Dans les coulisses, l’équipe de la présidence péruvienne de la COP20 nouait avec la société civile un dialogue dynamique en préparation de la conférence. Cela n’a rien de surprenant, étant donné que le président de la COP20 Manuel Pulgar-Vidal dirigeait l’une des principales organisations de défense de l’environnement du Pérou, la Société péruvienne de droit de l’environnement (Sociedad Peruana de Derecho Ambiental, en espagnol). Néanmoins, cette situation est significative de la façon dont des acteurs non-étatiques travaillent avec le gouvernement et de la façon dont certains gouvernements sollicitent à leur tour leur contribution et leur soutien. Pendant la COP, la délégation mexicaine a invité des organisations de la société civile à participer à une réunion d’information consacrée aux négociations et à la participation du Mexique. Cette réunion, à laquelle ont participé près de 30 représentants de la société civile et la majorité de la délégation mexicaine, fut un exercice utile pour encourager le dialogue et la transparence.

Parallèlement à ces exemples encourageants, des événements ont mis en lumière les dangers et les difficultés auxquels font face les organisations de la société civile et les citoyens travaillant sur les questions du changement climatique et de l’environnement dans son ensemble. Pendant la COP20, les femmes de chefs indigènes assassinés ont organisé une manifestation et une conférence de presse pour demander justice et appeler le gouvernement à prendre davantage de mesures pour protéger leurs terres. Selon The Guardian, Edwin Chota, militant de la lutte contre le trafic de bois d’œuvre, et trois autres chefs Ashéninka ont été tués au Pérou en septembre dernier sur des terres qu’ils essayaient de protéger au nom de leur communauté.

Pendant ce temps, les autorités équatoriennes ont à plusieurs reprises stoppé des groupes de militants qui se rendaient à la COP20, s’emparant de leur bus. Ces militants du mouvement Yasunidos se rendaient à Lima pour manifester contre la décision autorisant l’exploitation pétrolière dans le Parc naturel Yasuní en Équateur. Selon les militants, ils ont été arrêtés parce que le Président équatorien, Rafael Correa, voulait éviter tout incident embarrassant à Lima. Les autorités équatoriennes affirment qu’ils ont stoppé ce bus parce que le chauffeur avait présenté de faux papiers. L’ironie de cette regrettable situation est que cet incident et celui lié à la décision de l’Équateur d’interdire l’entrée de députés allemands qui souhaitaient se rendre au Parc national Yasuní étaient au centre des discussions entourant la participation de l’Équateur à la COP.

### Lignes de données

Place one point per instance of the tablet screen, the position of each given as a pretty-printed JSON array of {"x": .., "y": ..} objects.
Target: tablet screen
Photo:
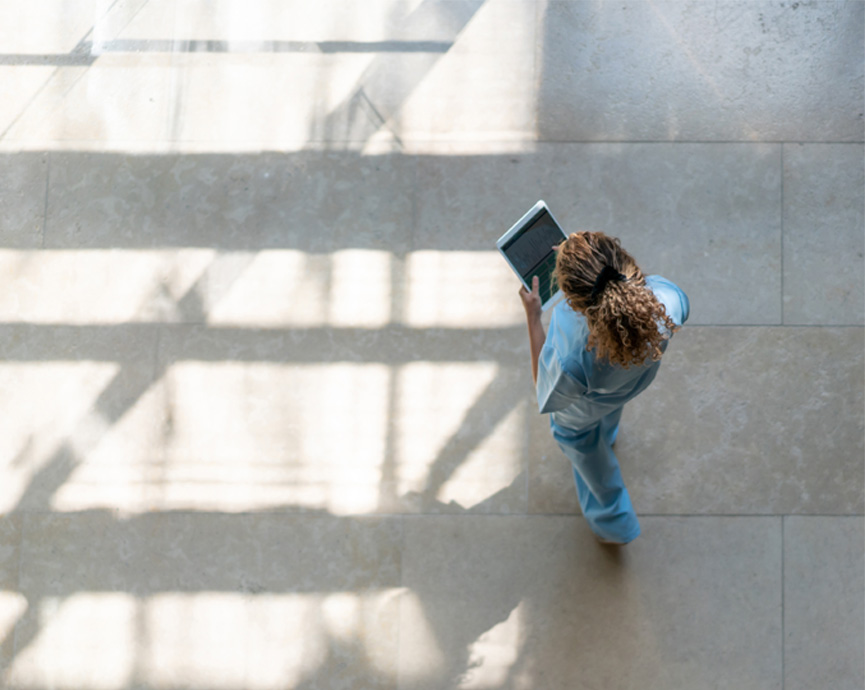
[{"x": 530, "y": 251}]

### Exercice court A
D'après le texte sur la COP20, combien de représentants de la société civile ont assisté à la réunion d'information organisée par la délégation mexicaine ?
### Exercice court B
Reproduisez fidèlement le passage du texte sur la COP20 qui commence aux mots « Parallèlement à ces » et s'arrête après les mots « de leur communauté. ».
### Exercice court C
Dans le texte sur la COP20, condensez sous forme de liste le paragraphe qui commence par « Pendant ce temps, les autorités équatoriennes », en conservant ses faits principaux.
Servez-vous uniquement du texte sur la COP20.

### Réponse correcte A
Près de 30 représentants de la société civile.

### Réponse correcte B
Parallèlement à ces exemples encourageants, des événements ont mis en lumière les dangers et les difficultés auxquels font face les organisations de la société civile et les citoyens travaillant sur les questions du changement climatique et de l’environnement dans son ensemble. Pendant la COP20, les femmes de chefs indigènes assassinés ont organisé une manifestation et une conférence de presse pour demander justice et appeler le gouvernement à prendre davantage de mesures pour protéger leurs terres. Selon The Guardian, Edwin Chota, militant de la lutte contre le trafic de bois d’œuvre, et trois autres chefs Ashéninka ont été tués au Pérou en septembre dernier sur des terres qu’ils essayaient de protéger au nom de leur communauté.

### Réponse correcte C
- Les autorités équatoriennes ont stoppé à plusieurs reprises des groupes de militants qui se rendaient à la COP20 et se sont emparées de leur bus.
- Ces militants du mouvement Yasunidos allaient à Lima manifester contre la décision autorisant l'exploitation pétrolière dans le Parc naturel Yasuní.
- Selon les militants, le Président Rafael Correa voulait éviter tout incident embarrassant à Lima.
- Selon les autorités, le chauffeur du bus avait présenté de faux papiers.
- Ironie de la situation : cet incident et l'interdiction d'entrée opposée à des députés allemands qui voulaient se rendre au Parc national Yasuní étaient au centre des discussions sur la participation de l'Équateur à la COP.